Copy out every line of the material below word for word, leaving nothing out and changing nothing.

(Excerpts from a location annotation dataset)
• • • • •
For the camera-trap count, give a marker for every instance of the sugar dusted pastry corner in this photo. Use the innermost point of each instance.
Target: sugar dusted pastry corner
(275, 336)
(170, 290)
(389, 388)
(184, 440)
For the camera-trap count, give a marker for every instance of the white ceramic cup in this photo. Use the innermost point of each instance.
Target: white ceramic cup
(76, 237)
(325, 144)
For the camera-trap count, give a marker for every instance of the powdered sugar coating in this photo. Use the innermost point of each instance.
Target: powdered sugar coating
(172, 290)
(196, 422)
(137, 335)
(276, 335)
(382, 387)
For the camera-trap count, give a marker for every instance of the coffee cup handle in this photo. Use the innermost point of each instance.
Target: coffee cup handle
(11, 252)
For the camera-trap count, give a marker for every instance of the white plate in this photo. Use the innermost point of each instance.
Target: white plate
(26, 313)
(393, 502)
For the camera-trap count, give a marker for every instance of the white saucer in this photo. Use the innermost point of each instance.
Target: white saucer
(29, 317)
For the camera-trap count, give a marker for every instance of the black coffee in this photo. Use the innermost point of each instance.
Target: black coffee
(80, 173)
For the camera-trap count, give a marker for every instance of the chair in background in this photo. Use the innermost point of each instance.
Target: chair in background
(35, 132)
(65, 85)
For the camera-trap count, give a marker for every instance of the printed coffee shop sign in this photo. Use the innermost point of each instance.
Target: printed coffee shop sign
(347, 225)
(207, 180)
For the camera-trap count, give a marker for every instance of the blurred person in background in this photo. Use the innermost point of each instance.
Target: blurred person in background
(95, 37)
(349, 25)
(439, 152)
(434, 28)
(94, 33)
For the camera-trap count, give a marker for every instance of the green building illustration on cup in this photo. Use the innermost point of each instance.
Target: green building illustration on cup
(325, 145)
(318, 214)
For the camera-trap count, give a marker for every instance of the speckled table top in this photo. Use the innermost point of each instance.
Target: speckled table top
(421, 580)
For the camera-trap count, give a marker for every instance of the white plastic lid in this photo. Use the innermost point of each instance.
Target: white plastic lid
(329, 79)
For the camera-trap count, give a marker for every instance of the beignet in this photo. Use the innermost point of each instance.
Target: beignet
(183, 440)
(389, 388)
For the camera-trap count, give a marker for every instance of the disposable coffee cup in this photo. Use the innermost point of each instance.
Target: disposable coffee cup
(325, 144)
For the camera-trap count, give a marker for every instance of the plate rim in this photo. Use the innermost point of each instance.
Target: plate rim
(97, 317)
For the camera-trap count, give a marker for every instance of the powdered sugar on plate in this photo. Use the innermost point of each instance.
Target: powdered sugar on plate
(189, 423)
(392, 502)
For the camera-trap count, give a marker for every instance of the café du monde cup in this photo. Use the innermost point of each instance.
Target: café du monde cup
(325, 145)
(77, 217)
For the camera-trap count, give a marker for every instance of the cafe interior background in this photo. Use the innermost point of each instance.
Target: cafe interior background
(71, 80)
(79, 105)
• • • • •
Response to the task |
For the camera-trap count, give a marker for every instance of the sugar dusted pastry corner in this photo. Use the innermost point of each instance.
Target: sugar dusted pastry corner
(275, 336)
(170, 290)
(389, 388)
(184, 440)
For the camera-trap count, give a marker for every instance of the white ceramic cup in this photo. Use the innermost point of each instance.
Target: white ceramic cup
(76, 237)
(325, 144)
For the camera-trap count, give a marker for every instance of the powdered sugar coating in this photo. Use the innermost point of each instance.
Target: powdered sugar coating
(172, 290)
(196, 422)
(137, 335)
(276, 335)
(382, 387)
For the camera-trap count, give a marker for every instance of the coffee cup handle in this photo. Use the innermost point of each instance.
Target: coffee cup handle
(11, 252)
For the camera-trap count, give a marker for every instance of the white plate in this photo. Use the innermost point of each instance.
Target: white plate
(26, 313)
(393, 502)
For the camera-trap count, give a marker for every instance of the white saucer in this photo. Use the innermost point of each instance.
Target: white saucer
(29, 317)
For the camera-trap count, give a marker for every instance of the black coffee in this photo. Use the innermost point of each instance.
Target: black coffee
(80, 173)
For the camera-trap count, give a marker for every instance of the chair in background in this photo. Use the innermost point of each instance.
Target: chair in background
(35, 132)
(65, 85)
For the camera-trap count, give a marker for every instance of the printed coffee shop sign in this photo. Use the innermost point of each instance.
Target: printed coffee shop sign
(347, 225)
(207, 180)
For the camera-trap count, give a marker for every instance of the blurred person in background in this photo. Use the innermost point of each instance.
Target: blurred person in background
(95, 37)
(349, 25)
(439, 152)
(434, 28)
(94, 33)
For the camera-trap count, give a marker for every instance of the green building illustration on cup in this photo. Use the innermost point of each instance.
Target: green building illustration on cup
(325, 145)
(318, 214)
For the camera-trap count, give a marker for every instance of the speckled table top in this photo. Use the innermost point of each instance.
Target: speckled table top
(421, 580)
For the camera-trap count, give a marker for every instance of the white plastic lid in this photo. Use the innermost point of each instance.
Target: white plastic lid
(329, 79)
For the camera-trap count, give a marker for every instance of the beignet in this photo. Use the innermost point of each instance.
Target: beignet
(183, 440)
(389, 388)
For the camera-trap count, give a marker for every instance of the disposable coffee cup in this photo. Use the innermost point of each instance.
Target: disposable coffee cup
(325, 144)
For the camera-trap count, give a marker for every instance of the plate rim in this photo. Use the innermost point of each instance.
Target: plate rim
(97, 317)
For the camera-trap count, give a marker for every instance of the powdered sugar on plate in this photo. Use the innermost point of each instance.
Target: powdered sugar on plate
(189, 423)
(392, 502)
For the camera-trap count, give a marker for every instance of the café du monde cup in this photo. Use the innermost point of each instance.
Target: café du monde cup
(325, 145)
(77, 217)
For the camera-trap count, give a marker for every instance of the cafe interior background in this photo. Use the innermost point of each instance.
Target: cafe interior background
(71, 80)
(79, 105)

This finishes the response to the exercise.